Below are some entries. Output each one exactly as it appears.
**********
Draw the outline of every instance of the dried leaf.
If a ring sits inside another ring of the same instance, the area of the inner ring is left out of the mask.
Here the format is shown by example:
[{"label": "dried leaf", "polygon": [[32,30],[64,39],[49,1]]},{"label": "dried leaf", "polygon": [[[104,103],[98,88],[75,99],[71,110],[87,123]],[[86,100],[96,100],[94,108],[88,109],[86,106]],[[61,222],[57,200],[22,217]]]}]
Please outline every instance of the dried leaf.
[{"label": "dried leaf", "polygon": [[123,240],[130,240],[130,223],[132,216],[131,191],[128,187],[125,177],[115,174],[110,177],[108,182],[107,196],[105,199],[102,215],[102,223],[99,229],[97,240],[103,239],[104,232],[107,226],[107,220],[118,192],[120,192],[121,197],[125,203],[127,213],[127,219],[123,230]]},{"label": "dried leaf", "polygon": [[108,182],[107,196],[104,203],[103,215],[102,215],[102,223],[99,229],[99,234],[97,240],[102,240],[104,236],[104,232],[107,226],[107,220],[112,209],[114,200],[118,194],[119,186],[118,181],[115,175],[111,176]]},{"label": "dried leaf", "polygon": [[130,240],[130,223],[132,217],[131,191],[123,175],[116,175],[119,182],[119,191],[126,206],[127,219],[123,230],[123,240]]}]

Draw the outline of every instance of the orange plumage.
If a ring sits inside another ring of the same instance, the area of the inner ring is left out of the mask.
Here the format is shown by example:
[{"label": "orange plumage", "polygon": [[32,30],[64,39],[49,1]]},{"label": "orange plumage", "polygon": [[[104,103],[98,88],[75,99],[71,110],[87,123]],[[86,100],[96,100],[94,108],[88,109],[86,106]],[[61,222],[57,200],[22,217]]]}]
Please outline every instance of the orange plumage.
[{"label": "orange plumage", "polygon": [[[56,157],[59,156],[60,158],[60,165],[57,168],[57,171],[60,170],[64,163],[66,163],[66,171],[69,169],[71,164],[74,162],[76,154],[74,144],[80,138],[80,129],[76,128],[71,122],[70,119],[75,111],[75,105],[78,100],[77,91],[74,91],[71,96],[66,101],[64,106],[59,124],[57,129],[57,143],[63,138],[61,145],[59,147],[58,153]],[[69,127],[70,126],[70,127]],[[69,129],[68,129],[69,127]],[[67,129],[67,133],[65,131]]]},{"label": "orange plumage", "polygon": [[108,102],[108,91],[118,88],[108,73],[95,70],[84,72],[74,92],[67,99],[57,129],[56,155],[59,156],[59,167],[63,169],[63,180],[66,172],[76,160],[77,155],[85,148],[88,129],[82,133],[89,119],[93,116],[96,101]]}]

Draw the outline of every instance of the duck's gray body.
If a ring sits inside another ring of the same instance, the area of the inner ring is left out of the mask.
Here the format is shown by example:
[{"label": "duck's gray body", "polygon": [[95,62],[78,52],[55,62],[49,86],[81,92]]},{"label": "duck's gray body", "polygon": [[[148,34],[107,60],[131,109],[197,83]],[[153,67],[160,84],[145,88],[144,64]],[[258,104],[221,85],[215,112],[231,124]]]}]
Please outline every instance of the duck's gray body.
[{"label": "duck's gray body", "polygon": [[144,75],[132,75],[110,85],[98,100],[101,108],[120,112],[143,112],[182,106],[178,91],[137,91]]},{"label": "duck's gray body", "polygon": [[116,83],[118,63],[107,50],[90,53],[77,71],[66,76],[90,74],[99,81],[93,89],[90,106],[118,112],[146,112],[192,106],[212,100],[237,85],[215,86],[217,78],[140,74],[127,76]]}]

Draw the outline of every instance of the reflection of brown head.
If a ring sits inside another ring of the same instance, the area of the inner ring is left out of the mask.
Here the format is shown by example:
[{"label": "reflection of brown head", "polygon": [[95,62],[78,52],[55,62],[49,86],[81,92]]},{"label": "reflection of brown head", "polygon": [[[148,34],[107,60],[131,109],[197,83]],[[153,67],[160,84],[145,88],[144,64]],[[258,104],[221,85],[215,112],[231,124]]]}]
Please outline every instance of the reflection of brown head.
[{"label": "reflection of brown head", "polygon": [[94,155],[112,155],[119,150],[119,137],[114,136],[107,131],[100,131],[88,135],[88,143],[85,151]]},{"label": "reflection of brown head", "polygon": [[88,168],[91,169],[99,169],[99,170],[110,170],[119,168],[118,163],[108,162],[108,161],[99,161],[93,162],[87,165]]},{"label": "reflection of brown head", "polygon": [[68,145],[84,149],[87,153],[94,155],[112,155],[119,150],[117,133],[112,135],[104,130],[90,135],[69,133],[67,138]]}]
**********
Result:
Draw the outline of every instance of the dried leaf.
If a ring sits inside another ring of the same instance, the area of the inner ring is left out of the mask.
Here the format is shown by example:
[{"label": "dried leaf", "polygon": [[32,30],[64,39],[49,1]]},{"label": "dried leaf", "polygon": [[[104,103],[98,88],[75,99],[71,110],[87,123]],[[86,100],[96,100],[94,108],[88,109],[86,106]],[[61,222],[57,200],[22,217]]]}]
Please outline every instance of the dried leaf.
[{"label": "dried leaf", "polygon": [[123,240],[130,240],[130,223],[132,216],[131,191],[128,187],[125,177],[115,174],[110,177],[108,182],[107,196],[105,199],[102,215],[102,223],[99,229],[97,240],[103,239],[104,232],[107,226],[107,220],[118,192],[120,192],[121,197],[125,203],[127,213],[127,219],[123,230]]},{"label": "dried leaf", "polygon": [[108,182],[107,196],[104,203],[103,215],[102,215],[102,223],[99,229],[99,234],[97,240],[102,240],[104,236],[104,232],[107,226],[107,220],[112,209],[114,200],[118,194],[119,186],[118,181],[115,175],[111,176]]},{"label": "dried leaf", "polygon": [[130,240],[130,223],[132,217],[131,191],[123,175],[116,175],[119,182],[119,191],[126,206],[127,219],[123,230],[123,240]]}]

Draw the outline of every instance of the orange plumage.
If a ring sits inside another ring of the same instance, the area of the inner ring is left out of the mask.
Here the format is shown by example:
[{"label": "orange plumage", "polygon": [[32,30],[64,39],[49,1]]},{"label": "orange plumage", "polygon": [[[104,103],[98,88],[75,99],[71,110],[87,123]],[[86,100],[96,100],[94,108],[88,109],[86,106]],[[61,222],[57,200],[22,217]]]}]
Please outline every instance of the orange plumage.
[{"label": "orange plumage", "polygon": [[[56,157],[59,156],[60,158],[60,165],[57,168],[57,171],[60,170],[64,163],[66,163],[66,171],[69,169],[71,164],[74,162],[76,154],[74,144],[80,138],[80,129],[76,128],[71,122],[70,119],[75,111],[75,105],[78,100],[77,91],[74,91],[71,96],[66,101],[64,106],[59,124],[57,129],[57,143],[63,138],[61,145],[59,147],[58,153]],[[69,127],[70,126],[70,127]],[[69,129],[68,129],[69,127]],[[67,129],[67,133],[65,131]]]},{"label": "orange plumage", "polygon": [[108,102],[108,91],[118,88],[108,73],[95,70],[84,72],[74,92],[67,99],[57,129],[56,155],[59,156],[59,167],[63,169],[63,180],[66,172],[76,160],[77,155],[85,148],[88,129],[82,133],[89,119],[93,116],[96,101]]}]

Draw the outline of every instance of the duck's gray body.
If a ring sits inside another ring of the same instance, the area of the inner ring is left out of the mask.
Here the format is shown by example:
[{"label": "duck's gray body", "polygon": [[95,62],[78,52],[55,62],[49,86],[81,92]]},{"label": "duck's gray body", "polygon": [[[148,34],[107,60],[131,109],[197,83]],[[153,67],[160,84],[145,88],[144,64]],[[258,104],[221,85],[215,112],[231,124]]]}]
Please outline every instance of the duck's gray body.
[{"label": "duck's gray body", "polygon": [[144,75],[132,75],[110,85],[98,100],[101,108],[120,112],[143,112],[182,106],[178,91],[137,91]]},{"label": "duck's gray body", "polygon": [[116,83],[118,63],[107,50],[90,53],[77,71],[66,76],[90,74],[99,81],[93,89],[90,106],[118,112],[146,112],[192,106],[212,100],[237,85],[215,86],[217,78],[140,74],[127,76]]}]

Draw the outline of every instance of the reflection of brown head.
If a ring sits inside another ring of the same instance, the area of the inner ring is left out of the mask.
Here the format is shown by example:
[{"label": "reflection of brown head", "polygon": [[95,62],[78,52],[55,62],[49,86],[81,92]]},{"label": "reflection of brown head", "polygon": [[[148,34],[107,60],[131,109],[197,83]],[[153,67],[160,84],[145,88],[144,64]],[[258,104],[221,85],[215,112],[231,124]]]}]
Please outline every instance of the reflection of brown head.
[{"label": "reflection of brown head", "polygon": [[94,155],[112,155],[119,150],[119,137],[114,136],[107,131],[100,131],[88,135],[88,143],[85,151]]},{"label": "reflection of brown head", "polygon": [[88,168],[91,169],[99,169],[99,170],[110,170],[119,168],[118,163],[108,162],[108,161],[99,161],[93,162],[87,165]]},{"label": "reflection of brown head", "polygon": [[68,145],[84,149],[87,153],[94,155],[112,155],[119,150],[117,133],[112,135],[104,130],[90,135],[69,133],[67,138]]}]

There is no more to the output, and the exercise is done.